* Activity:
Filter this material down to the lines that contain the string "maroon", and return those lines.

* Given records:

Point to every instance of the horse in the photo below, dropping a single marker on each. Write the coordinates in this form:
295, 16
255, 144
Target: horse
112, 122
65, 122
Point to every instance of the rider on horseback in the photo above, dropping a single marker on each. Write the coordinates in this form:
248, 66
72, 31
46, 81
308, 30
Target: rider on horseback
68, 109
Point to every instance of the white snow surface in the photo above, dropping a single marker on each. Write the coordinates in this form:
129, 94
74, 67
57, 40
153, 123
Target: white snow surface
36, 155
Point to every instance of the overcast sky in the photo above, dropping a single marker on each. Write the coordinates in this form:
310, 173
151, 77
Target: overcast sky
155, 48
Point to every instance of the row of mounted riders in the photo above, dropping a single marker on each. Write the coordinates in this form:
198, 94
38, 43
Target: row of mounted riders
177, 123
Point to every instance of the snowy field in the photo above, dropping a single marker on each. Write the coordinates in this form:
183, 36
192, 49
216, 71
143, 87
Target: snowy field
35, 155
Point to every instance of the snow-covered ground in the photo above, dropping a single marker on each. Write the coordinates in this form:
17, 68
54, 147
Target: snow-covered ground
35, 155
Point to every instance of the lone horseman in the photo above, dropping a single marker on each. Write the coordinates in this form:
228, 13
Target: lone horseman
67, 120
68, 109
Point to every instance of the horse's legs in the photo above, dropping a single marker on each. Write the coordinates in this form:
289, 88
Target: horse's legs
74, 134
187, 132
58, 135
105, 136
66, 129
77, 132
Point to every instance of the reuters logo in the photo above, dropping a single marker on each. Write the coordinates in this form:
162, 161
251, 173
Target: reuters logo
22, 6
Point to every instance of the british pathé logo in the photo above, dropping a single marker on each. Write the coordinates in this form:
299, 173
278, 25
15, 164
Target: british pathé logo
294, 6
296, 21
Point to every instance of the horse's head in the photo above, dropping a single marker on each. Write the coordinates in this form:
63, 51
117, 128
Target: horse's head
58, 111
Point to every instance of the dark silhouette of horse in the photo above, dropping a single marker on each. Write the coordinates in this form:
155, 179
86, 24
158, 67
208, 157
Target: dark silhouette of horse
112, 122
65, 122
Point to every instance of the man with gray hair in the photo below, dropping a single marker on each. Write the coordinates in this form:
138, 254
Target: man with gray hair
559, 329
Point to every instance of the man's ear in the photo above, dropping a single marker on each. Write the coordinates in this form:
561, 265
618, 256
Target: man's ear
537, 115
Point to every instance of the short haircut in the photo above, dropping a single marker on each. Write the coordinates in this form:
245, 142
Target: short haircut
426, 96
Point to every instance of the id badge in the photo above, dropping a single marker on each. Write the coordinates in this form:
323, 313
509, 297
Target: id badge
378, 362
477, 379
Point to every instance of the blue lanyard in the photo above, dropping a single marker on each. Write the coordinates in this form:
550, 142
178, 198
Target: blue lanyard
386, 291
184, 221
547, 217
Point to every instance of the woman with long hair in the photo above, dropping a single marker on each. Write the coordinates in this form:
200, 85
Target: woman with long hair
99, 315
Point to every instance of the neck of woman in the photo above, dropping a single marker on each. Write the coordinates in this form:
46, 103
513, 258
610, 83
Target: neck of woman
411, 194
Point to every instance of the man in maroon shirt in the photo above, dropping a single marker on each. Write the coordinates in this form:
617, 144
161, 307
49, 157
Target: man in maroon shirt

* Result of the exercise:
Point to every instance of the man in maroon shirt in the photo above, dropping a single marker on each. Write the coordinates in this form:
Target: man in maroon shirt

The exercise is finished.